►

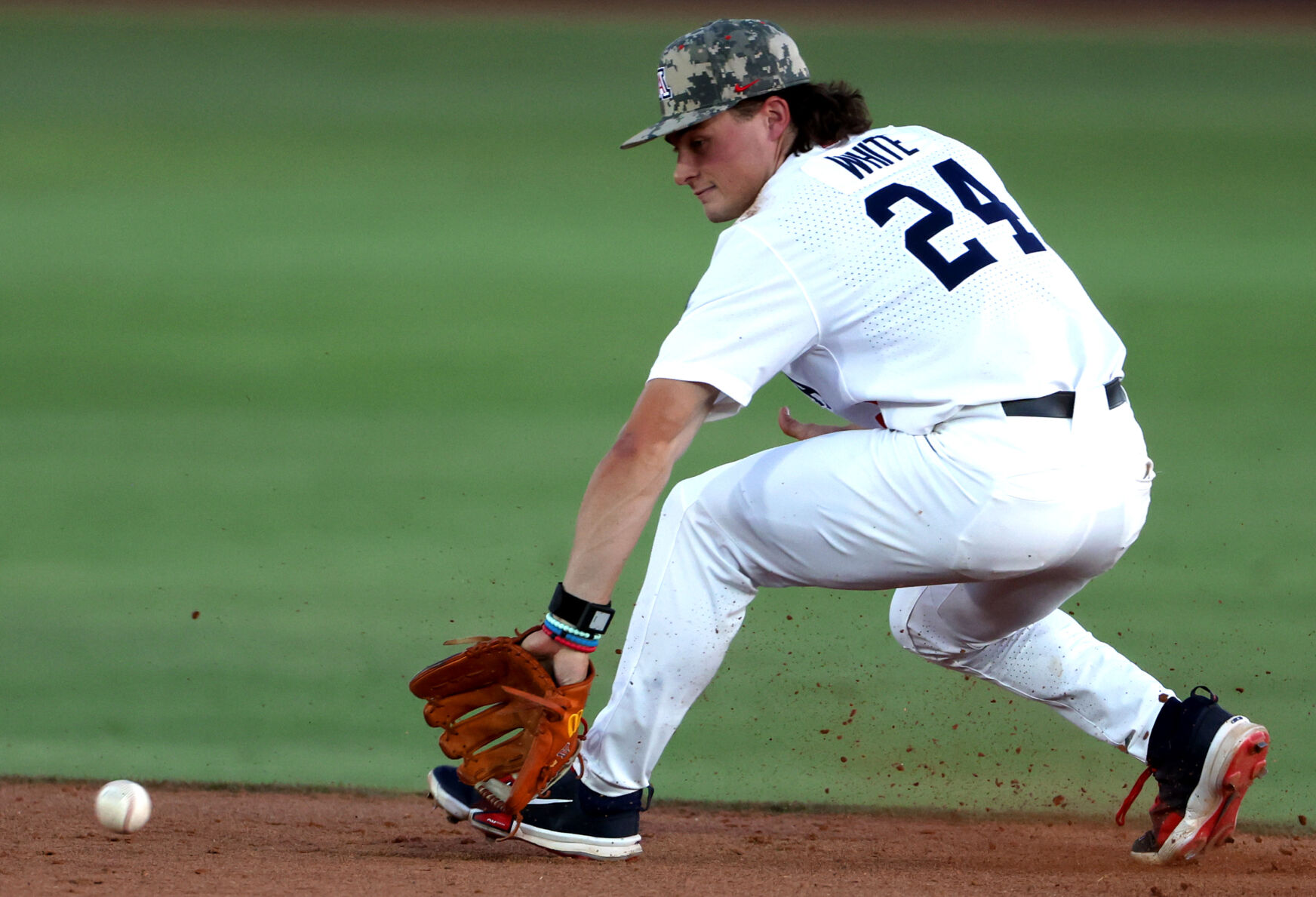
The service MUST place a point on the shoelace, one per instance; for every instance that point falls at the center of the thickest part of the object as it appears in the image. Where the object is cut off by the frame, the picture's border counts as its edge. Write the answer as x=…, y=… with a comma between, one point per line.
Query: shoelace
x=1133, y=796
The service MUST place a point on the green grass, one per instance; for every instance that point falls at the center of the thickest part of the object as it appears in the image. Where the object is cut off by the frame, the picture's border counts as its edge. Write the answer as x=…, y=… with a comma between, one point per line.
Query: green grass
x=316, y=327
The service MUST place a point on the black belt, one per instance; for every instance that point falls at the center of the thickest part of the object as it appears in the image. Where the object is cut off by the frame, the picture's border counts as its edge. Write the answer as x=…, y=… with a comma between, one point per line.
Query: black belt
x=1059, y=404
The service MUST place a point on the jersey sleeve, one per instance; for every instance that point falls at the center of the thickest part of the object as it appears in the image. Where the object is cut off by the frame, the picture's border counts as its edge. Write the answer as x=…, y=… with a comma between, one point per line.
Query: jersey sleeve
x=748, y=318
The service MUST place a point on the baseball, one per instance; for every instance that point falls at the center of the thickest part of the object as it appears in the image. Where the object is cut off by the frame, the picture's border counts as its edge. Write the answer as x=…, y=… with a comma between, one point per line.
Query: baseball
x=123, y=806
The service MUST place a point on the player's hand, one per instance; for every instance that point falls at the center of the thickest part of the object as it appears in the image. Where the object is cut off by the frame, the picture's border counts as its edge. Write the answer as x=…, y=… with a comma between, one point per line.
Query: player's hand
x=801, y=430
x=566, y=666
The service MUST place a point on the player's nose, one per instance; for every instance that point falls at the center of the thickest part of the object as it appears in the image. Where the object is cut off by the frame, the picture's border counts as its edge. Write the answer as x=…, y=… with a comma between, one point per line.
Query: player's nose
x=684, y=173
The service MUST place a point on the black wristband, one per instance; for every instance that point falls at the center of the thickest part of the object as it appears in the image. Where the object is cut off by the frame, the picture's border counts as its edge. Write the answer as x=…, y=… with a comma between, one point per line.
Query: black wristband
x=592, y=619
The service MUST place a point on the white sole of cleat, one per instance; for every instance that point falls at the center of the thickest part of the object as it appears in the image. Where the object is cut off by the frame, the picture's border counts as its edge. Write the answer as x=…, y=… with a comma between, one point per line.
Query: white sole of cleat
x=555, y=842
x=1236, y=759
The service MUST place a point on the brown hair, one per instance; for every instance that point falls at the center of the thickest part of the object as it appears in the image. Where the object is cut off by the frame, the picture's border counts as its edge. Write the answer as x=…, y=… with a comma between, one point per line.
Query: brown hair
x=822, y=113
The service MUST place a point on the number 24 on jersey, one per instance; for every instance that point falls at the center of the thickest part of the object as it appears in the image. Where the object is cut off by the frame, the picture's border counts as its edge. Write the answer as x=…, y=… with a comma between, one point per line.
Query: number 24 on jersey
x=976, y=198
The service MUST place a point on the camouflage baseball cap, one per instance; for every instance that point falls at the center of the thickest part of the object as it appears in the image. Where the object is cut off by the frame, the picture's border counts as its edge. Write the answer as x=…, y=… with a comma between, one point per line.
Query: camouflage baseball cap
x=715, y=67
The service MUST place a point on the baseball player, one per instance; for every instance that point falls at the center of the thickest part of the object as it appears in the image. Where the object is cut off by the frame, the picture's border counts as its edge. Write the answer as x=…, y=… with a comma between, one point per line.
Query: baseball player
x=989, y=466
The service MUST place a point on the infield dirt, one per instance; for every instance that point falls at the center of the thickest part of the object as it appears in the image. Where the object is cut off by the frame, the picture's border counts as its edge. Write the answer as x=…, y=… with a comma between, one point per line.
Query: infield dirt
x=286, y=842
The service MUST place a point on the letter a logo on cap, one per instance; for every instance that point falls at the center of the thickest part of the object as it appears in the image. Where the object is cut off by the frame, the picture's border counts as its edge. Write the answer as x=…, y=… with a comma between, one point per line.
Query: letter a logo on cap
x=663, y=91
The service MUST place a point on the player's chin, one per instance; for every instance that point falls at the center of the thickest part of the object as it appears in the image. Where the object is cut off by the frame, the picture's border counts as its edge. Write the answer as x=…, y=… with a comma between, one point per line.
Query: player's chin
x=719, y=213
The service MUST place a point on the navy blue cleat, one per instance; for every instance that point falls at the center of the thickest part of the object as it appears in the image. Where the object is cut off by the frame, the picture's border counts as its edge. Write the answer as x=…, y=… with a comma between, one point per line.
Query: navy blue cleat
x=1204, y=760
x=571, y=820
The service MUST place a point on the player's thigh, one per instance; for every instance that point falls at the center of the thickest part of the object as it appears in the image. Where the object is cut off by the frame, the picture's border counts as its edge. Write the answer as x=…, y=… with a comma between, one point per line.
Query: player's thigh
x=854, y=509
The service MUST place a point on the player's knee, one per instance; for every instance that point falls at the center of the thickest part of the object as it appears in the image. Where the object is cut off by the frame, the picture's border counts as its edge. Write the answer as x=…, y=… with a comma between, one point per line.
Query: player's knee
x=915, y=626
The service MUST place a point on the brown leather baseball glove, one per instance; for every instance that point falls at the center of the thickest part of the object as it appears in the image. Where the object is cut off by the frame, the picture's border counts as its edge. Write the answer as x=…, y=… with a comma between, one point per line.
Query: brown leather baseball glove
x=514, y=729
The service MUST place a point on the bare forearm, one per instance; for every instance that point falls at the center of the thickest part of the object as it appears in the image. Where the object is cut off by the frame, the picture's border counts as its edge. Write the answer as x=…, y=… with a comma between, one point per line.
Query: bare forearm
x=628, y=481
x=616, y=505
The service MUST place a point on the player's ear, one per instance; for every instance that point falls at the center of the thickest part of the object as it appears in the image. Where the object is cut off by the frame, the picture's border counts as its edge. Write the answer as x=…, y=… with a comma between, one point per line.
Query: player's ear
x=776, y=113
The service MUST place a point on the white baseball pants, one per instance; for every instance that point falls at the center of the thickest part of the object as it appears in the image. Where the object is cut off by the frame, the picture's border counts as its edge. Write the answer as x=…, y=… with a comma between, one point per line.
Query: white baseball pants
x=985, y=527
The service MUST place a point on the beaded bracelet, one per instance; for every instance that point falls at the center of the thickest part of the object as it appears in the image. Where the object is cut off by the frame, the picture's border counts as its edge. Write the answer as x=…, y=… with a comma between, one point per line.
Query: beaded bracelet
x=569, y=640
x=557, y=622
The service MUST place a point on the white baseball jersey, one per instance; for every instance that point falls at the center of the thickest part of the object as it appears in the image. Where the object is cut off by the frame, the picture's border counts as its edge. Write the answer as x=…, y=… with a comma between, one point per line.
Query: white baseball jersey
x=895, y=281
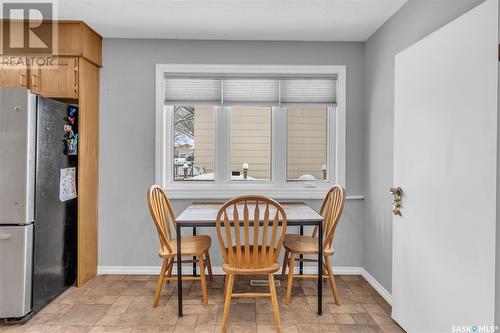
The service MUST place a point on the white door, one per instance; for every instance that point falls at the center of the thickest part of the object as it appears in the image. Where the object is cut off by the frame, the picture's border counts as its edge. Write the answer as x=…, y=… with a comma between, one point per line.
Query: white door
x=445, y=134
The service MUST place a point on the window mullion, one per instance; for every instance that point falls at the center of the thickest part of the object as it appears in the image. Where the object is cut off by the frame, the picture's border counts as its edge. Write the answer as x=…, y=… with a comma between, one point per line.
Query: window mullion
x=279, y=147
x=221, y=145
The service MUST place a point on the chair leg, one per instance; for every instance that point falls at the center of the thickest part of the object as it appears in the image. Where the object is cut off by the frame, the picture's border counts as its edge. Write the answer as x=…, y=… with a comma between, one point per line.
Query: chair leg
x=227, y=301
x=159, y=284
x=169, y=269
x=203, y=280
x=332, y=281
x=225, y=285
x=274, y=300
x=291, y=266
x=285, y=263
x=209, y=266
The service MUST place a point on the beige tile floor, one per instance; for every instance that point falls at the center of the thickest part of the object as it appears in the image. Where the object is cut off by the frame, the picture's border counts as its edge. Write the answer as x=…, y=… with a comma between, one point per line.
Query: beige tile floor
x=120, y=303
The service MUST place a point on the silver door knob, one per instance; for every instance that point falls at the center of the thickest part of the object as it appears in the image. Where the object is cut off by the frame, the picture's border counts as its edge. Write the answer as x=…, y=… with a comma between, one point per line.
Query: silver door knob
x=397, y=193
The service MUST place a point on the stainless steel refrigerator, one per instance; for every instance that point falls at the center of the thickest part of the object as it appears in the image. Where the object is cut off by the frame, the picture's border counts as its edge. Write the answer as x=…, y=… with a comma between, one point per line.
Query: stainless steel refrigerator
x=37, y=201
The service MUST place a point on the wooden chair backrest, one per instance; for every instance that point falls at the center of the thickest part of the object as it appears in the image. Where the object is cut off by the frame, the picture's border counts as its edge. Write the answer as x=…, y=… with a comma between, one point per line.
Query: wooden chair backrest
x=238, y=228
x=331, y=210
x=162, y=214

◄
►

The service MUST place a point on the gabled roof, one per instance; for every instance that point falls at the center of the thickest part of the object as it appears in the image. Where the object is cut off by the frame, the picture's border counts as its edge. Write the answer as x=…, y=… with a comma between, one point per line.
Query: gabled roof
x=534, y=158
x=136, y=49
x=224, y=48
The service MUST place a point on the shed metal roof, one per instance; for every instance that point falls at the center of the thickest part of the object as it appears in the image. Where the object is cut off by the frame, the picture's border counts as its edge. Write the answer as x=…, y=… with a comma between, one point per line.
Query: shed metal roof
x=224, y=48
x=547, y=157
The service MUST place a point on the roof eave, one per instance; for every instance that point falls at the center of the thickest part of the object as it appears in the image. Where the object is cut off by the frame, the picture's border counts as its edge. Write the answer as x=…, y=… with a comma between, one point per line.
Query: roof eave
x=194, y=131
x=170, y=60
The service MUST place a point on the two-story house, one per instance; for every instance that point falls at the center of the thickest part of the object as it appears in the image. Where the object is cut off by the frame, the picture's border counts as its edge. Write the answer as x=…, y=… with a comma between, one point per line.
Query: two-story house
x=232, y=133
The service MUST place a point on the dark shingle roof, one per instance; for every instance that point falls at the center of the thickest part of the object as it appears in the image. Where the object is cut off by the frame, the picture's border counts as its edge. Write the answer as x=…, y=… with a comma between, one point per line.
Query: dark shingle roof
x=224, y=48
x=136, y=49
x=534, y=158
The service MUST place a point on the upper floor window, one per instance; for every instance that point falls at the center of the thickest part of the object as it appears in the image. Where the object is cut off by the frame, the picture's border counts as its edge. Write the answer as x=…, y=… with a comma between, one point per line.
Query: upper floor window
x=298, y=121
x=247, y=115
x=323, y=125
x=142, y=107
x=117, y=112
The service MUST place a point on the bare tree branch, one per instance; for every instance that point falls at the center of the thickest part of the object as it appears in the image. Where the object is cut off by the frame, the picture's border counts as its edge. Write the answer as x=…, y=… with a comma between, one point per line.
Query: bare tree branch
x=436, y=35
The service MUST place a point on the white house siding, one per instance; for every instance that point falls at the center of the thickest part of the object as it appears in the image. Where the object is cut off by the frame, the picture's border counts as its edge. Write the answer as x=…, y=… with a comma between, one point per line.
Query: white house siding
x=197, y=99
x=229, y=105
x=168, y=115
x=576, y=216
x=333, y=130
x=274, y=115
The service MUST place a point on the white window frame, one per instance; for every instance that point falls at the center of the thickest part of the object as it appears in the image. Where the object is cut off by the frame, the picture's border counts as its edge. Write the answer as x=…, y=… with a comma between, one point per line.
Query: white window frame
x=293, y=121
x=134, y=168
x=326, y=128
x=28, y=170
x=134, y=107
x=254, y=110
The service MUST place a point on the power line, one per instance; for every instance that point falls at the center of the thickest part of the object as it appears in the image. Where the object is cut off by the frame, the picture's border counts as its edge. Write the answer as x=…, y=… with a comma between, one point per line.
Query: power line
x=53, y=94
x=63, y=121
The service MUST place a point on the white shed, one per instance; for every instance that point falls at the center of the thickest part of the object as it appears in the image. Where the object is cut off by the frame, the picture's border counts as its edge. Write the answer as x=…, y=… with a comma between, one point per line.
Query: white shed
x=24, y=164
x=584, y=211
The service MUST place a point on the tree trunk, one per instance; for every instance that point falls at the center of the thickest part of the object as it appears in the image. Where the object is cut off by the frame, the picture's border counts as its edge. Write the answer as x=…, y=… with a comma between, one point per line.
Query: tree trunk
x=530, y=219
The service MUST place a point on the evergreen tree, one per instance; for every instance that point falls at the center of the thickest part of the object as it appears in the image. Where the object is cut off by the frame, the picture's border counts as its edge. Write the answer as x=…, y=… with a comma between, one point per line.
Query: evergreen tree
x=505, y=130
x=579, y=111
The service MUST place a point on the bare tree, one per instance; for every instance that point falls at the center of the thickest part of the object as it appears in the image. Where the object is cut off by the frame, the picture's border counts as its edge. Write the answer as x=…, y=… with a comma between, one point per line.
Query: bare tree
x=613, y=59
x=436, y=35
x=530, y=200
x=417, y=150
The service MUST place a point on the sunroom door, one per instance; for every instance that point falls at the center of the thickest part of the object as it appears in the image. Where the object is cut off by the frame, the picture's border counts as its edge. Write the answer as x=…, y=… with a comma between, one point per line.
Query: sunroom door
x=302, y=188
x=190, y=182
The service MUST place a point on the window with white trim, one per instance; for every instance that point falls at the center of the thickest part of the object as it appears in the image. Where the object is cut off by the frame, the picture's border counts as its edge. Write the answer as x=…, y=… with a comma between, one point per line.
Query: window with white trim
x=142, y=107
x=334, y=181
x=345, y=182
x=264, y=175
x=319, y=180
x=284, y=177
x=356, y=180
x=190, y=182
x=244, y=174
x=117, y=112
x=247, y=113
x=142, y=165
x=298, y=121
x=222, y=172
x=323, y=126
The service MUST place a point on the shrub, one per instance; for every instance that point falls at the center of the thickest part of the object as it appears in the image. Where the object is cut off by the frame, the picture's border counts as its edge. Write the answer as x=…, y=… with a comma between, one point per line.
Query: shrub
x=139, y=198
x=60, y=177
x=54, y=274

◄

◆ **PROBLEM REQUIREMENTS**: Reproduce the lines of the entries above from the one with "Query: white door" to the one with "The service MUST place a point on the window mullion, one", both included, exactly and without any other line.

◆ **RESULT OF THE TASK**:
Query: white door
x=445, y=134
The service MUST place a point on the window mullion, one per instance; for every instance that point falls at the center of the thickest part of the object as it appears in the image. Where the object is cut off by the frame, the picture's border counts as its edge. Write the answer as x=…, y=… with a comma between, one point per line.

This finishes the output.